* What you are asked to do *
Please read the records below and return each line holding the string "scrap".

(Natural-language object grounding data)

_____

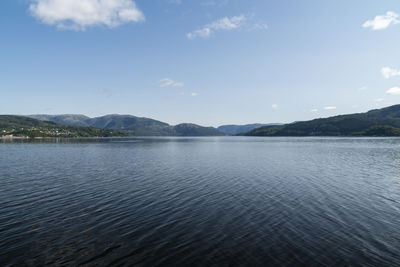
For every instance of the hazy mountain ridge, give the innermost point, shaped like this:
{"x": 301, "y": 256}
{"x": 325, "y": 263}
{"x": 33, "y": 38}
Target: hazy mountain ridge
{"x": 234, "y": 129}
{"x": 11, "y": 125}
{"x": 377, "y": 122}
{"x": 138, "y": 126}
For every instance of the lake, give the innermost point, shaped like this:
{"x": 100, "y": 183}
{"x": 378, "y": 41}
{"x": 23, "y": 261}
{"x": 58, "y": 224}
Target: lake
{"x": 224, "y": 201}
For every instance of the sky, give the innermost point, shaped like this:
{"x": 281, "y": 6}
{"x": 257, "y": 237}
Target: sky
{"x": 209, "y": 62}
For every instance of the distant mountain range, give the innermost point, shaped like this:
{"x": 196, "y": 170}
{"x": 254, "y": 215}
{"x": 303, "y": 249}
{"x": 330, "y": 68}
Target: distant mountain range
{"x": 19, "y": 126}
{"x": 238, "y": 129}
{"x": 378, "y": 122}
{"x": 133, "y": 125}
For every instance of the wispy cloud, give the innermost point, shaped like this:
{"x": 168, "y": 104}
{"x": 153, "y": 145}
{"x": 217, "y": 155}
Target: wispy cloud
{"x": 80, "y": 14}
{"x": 224, "y": 24}
{"x": 167, "y": 82}
{"x": 393, "y": 91}
{"x": 361, "y": 89}
{"x": 178, "y": 2}
{"x": 388, "y": 72}
{"x": 383, "y": 21}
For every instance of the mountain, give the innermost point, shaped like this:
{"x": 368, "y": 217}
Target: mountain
{"x": 11, "y": 125}
{"x": 67, "y": 119}
{"x": 189, "y": 129}
{"x": 238, "y": 129}
{"x": 378, "y": 122}
{"x": 134, "y": 125}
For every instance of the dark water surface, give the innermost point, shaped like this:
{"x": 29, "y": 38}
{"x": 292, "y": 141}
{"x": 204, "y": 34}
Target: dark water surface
{"x": 228, "y": 201}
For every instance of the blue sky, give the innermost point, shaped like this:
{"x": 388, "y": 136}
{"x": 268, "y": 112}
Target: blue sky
{"x": 209, "y": 62}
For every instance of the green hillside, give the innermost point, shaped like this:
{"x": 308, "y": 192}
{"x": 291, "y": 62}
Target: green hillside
{"x": 137, "y": 126}
{"x": 379, "y": 122}
{"x": 11, "y": 125}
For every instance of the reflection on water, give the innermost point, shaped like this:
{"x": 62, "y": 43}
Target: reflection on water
{"x": 226, "y": 201}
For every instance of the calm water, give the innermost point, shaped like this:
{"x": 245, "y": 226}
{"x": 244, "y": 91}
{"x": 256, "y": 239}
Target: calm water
{"x": 228, "y": 201}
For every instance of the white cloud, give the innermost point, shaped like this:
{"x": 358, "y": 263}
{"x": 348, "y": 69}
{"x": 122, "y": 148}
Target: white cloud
{"x": 393, "y": 91}
{"x": 170, "y": 83}
{"x": 224, "y": 24}
{"x": 80, "y": 14}
{"x": 382, "y": 22}
{"x": 178, "y": 2}
{"x": 388, "y": 72}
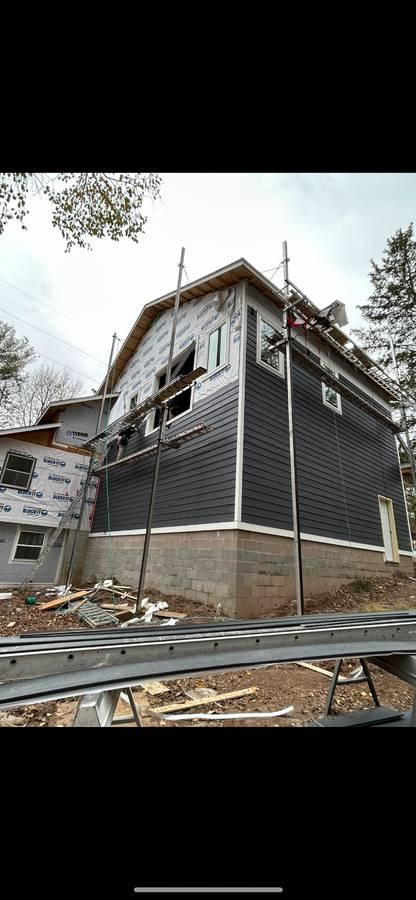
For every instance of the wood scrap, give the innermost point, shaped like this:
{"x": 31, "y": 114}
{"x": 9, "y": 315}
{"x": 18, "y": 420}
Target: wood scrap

_____

* Output for this task *
For every instance of the wood scrap, give the innermost point, shaped like this:
Target: wood scrap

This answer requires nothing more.